TEXT SECTION »
━━━

ZGram - 2/19/2002 - "A U.S. Prison Guard at one of 'Ike's Death Camps'" - Part IIPRISON GUARD AT ONE OF "IKE'S DEATH CAMPS"

irimland@zundelsite.org irimland@zundelsite.org
Tue, 19 Feb 2002 07:31:23 -0800


Copyright (c) 2002 - Ingrid A. Rimland

ZGram - Where Truth is Destiny

February 19, 2002

Good Morning from the Zundelsite:

Herewith Part II of the confession of a former US Prison Guard at one of
Eisenhower's Death Camps, published in 1990 by Martin Brech, Adjunct
Professor, Philosophy & Religion, Mercy College; Ex-G.I., describing
himself as "Finally Free":

[START}

I originally did not intend to reveal the following incident, for it moves
into a realm termed "mystical". However, for me, it was an extremely
significant experience, changing my life, providing a light no darkness can
extinguish. It must be told, hoping it will foster understanding.

On May 8, V.E. day, I decided to celebrate with some prisoners I was
guarding who were baking bread, meager amounts of which the other prisoners
occasionally received. This group had all the bread they could eat, and
shared the jovial mood generated by the end of the war. We all thought we
would be going home soon, a pathetic hope on their part. We were in what
was to become the French zone, and I later witnessed the brutality of the
French soldiers when we transferred our prisoners to them for their slave
labor camps (see below).

 However, on this day we were happy.

 After chatting with them about the potentials of peace for the rest of our
lives, I decided to risk a gesture of trust that objectively would seem
foolish. I emptied my rifle and stood it in the corner. They tested me
further by asking to play with it, and I agreed. Intuitively I felt I could
rely on their sense of honor not to attack me, for they knew they too were
being tested. This thoroughly 'broke the ice', and soon we were singing
songs we taught each other or I had learned in high school German ("Du, du,
liegst mir im Herzen"). Out of gratitude, they secretly baked a small sweet
bread and insisted I take it, explaining it was the only possible gift they
had left to offer. Expressing my gratitude with a lump in my throat, I put
it in my tight "Eisenhower jacket" so I could sneak it back to my barracks.
I later found an opportunity to eat it outside.

━━━

STORED RECORDS »

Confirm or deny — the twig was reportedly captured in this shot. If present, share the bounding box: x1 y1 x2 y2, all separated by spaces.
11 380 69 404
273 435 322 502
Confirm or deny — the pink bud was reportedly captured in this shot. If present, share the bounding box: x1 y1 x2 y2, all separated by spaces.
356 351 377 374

━━━

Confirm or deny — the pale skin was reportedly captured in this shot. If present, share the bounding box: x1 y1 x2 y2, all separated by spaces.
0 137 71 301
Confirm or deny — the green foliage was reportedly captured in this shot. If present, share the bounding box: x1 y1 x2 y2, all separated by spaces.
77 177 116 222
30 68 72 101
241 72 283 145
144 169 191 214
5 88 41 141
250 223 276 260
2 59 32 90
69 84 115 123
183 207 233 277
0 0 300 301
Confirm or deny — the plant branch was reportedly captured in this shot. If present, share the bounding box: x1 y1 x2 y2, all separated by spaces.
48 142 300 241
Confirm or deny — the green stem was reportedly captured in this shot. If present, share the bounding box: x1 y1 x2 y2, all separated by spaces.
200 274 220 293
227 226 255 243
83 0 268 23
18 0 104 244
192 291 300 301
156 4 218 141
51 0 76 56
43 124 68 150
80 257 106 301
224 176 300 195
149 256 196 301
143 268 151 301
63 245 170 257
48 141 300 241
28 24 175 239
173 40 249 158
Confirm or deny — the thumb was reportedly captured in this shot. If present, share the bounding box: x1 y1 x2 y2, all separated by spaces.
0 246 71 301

━━━

TASKS »
1 - In the account that begins "I originally did not intend," list every word or phrase set in double quotation marks.
2 - Write out everything in the ZGram from "On May 8, V.E." down to "we were happy.".

PROBLEM SOLUTIONS »
1 -
"mystical"
"Du, du, liegst mir im Herzen"
"Eisenhower jacket"

2 -
On May 8, V.E. day, I decided to celebrate with some prisoners I was
guarding who were baking bread, meager amounts of which the other prisoners
occasionally received. This group had all the bread they could eat, and
shared the jovial mood generated by the end of the war. We all thought we
would be going home soon, a pathetic hope on their part. We were in what
was to become the French zone, and I later witnessed the brutality of the
French soldiers when we transferred our prisoners to them for their slave
labor camps (see below).

 However, on this day we were happy.